__AIM OF THE TASK__. Output the data word for word, dropping every image.

__PROVIDED INFORMATION__.
====================

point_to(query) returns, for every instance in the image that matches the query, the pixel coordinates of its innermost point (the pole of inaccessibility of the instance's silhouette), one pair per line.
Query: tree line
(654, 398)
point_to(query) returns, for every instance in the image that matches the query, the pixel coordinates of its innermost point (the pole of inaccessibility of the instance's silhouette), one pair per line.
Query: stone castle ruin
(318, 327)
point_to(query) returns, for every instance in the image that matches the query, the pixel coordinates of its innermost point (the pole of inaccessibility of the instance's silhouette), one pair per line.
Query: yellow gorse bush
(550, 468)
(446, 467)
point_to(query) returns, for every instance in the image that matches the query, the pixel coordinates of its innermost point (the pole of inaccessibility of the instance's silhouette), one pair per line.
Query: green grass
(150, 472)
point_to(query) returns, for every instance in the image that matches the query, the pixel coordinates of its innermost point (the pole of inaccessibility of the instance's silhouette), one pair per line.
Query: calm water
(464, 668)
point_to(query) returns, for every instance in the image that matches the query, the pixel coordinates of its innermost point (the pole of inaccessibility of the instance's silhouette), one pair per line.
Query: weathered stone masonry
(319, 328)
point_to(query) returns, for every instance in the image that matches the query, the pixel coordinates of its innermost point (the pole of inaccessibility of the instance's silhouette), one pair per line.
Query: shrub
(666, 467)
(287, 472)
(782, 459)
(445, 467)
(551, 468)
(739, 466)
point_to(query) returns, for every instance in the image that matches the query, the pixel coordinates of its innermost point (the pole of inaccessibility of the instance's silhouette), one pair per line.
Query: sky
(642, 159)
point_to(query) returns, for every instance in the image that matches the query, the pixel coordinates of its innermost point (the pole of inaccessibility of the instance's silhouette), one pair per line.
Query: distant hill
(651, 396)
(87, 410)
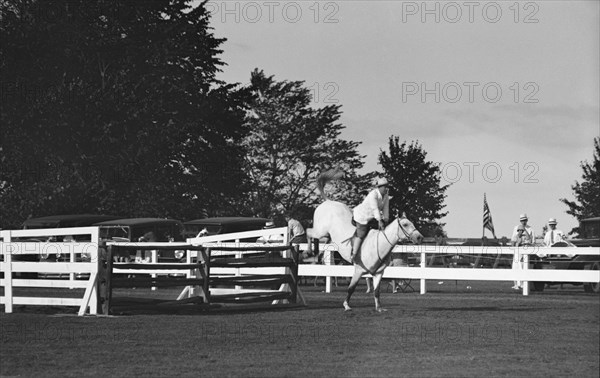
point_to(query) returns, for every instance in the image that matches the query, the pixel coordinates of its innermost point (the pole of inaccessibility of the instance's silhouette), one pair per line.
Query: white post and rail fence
(19, 251)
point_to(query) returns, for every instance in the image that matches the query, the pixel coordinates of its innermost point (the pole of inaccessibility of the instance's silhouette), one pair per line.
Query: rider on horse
(375, 206)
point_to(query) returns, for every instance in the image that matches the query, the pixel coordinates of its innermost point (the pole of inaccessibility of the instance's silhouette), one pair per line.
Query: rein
(392, 244)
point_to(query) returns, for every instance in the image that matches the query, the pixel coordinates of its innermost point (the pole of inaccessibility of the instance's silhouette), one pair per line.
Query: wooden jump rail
(288, 282)
(207, 259)
(201, 270)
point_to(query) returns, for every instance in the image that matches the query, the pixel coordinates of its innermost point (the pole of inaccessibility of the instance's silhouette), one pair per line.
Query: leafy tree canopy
(289, 144)
(414, 184)
(114, 107)
(587, 193)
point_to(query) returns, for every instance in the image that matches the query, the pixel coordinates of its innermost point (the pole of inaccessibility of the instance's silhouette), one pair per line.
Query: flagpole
(483, 228)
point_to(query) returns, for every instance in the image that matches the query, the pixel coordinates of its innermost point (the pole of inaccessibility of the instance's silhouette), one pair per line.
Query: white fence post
(8, 293)
(423, 265)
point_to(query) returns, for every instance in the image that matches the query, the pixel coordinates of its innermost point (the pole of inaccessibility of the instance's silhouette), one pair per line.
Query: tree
(115, 107)
(414, 183)
(289, 144)
(587, 193)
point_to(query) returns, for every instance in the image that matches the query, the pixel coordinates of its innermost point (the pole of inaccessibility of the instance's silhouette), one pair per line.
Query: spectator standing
(523, 235)
(553, 235)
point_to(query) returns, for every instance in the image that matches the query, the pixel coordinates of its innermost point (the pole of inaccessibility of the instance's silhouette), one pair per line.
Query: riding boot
(355, 248)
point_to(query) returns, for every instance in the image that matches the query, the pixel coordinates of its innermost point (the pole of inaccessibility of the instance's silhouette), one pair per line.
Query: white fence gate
(19, 246)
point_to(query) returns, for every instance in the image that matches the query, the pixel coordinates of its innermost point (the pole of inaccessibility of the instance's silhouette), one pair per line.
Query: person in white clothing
(553, 235)
(375, 206)
(523, 235)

====================

__WORKED ANSWER__.
point_to(query) returns, for every instance in the image that matches the query, the pixel coordinates of its innermost point (the pole of inaccessibility of the instance's silhouette), one pair per line.
Query: tree line
(654, 398)
point_to(query) returns, for every instance in the image that matches the query, the pixel coordinates of its innermost point (the pole of inaccessibility of the instance's silhouette), one pair per line.
Query: stone castle ruin
(318, 327)
point_to(query) returns, for every instance in the image that matches the query, the pixel coordinates of its innermost point (the pole of inaccessibility of the instance's silhouette), one pair per line.
Query: yellow gorse bush
(550, 468)
(446, 467)
point_to(query) returns, for every instance in the image that matches the query, the pixel coordinates of its innermost point (the pole of inaccessibility of the instance's silhouette), one pair per line.
Query: green grass
(150, 472)
point_to(query) returns, for every instance in the image that matches the query, the pixel coordinates of its innermost point (the pole of inaccessibility of the instance's silhouette), one pair per line.
Query: calm water
(464, 668)
point_to(query) returns, for every instance in the image that matches the query, the pixel coordinates of its innermost point (the pole of inaccessibility of the instance's silhouette), one pair per line.
Query: weathered stone masonry
(319, 328)
point_to(query) returns, for every instance in the image that matches the query, the pixel coordinates of its innermost point (the pole of inaccessibility of the instance's silhouette), one pair per line.
Query: shrub
(666, 467)
(287, 472)
(782, 459)
(445, 467)
(551, 468)
(739, 466)
point_to(query) returns, for every instance in the image that matches the query, the pixel coordinates of its innermost point (the pole of inaccessibility of the instance's silhouette), one pair per line.
Query: sky
(642, 159)
point_to(query) returns, for every instance in the image that matches the query, the pixel coordinates of its innermost point (the pole of inaccessibility of the instance's silhouette), one pair per line.
Query: distant hill
(651, 396)
(87, 410)
point_to(query) returns, for every instance in the image that matches the query, the pixel coordinates of its innermost point (the pole of inaccessibility of the instance's silhouette), one pair per line.
Query: white post and rail fence
(19, 251)
point_to(query) returns, for every instance in the image that matches the query, the pixel coordinates of its innermost point (the pole of inaccessibility of the instance's silhouette), one pair per line.
Query: rider on horse
(375, 206)
point_to(query) returns, for every instance in the image that matches the query, the pixel coordinates of its innermost point (the pole of inaccessibility of the instance's silhouette), one pair per line.
Query: rein
(392, 244)
point_to(query) returns, for every instance in the image that matches the query, the pixel coordinates of its innermost point (the pole of inaccessibility of the instance's silhouette), one pair per line.
Query: wooden jump rail
(288, 282)
(207, 259)
(201, 270)
point_to(query) returns, for every instance in the image that matches the query, the pixel coordinates of its innermost point (the pole of inaccessibility of the instance's silhouette), one pair per line.
Query: leafy tree canopy
(289, 144)
(414, 184)
(114, 107)
(587, 193)
point_to(query) returns, for every instance in the image that matches the query, the pixel coordinates of its innermost point (the pole of inaccessibility of the instance's silhouette), one pair per line.
Query: flagpole
(483, 228)
point_to(query) returns, for every instance in the image that matches the query, the pixel coordinates of its innermost point (the pole of inaccessibility of the instance's silhouette), one pair per line.
Query: white fence post
(8, 293)
(423, 265)
point_to(query) returns, for every instance in the image that matches the query, the pixel coordinates of its innermost point (the pole of inaccessibility of the instance's silhouette), one pair per line.
Query: tree
(115, 107)
(414, 183)
(289, 144)
(587, 193)
point_to(query) returns, for every instance in the image that matches the query, the pixel coordinates of its innermost point (the pole of inaccessibility of the instance's silhouette), one pair per line.
Query: spectator standing
(523, 235)
(553, 235)
point_to(query) returns, for every instance in the image that matches the query, the pixel coordinates of its innermost point (the pole of inaccessibility of the instance's silhouette), one pair per line.
Query: riding boot
(355, 248)
point_to(query) returns, for every instance in the image that matches the query, the pixel coordinates of its innermost point (the pole of inaccessibility of the instance's silhouette), one pair per line.
Query: white fence gate
(19, 246)
point_to(query) returns, for every instance in the image that matches the query, the pixel coordinates of its innermost point (the pole of inaccessibility of the instance's silhouette), one pair per line.
Query: person in white clothing
(553, 235)
(375, 206)
(523, 235)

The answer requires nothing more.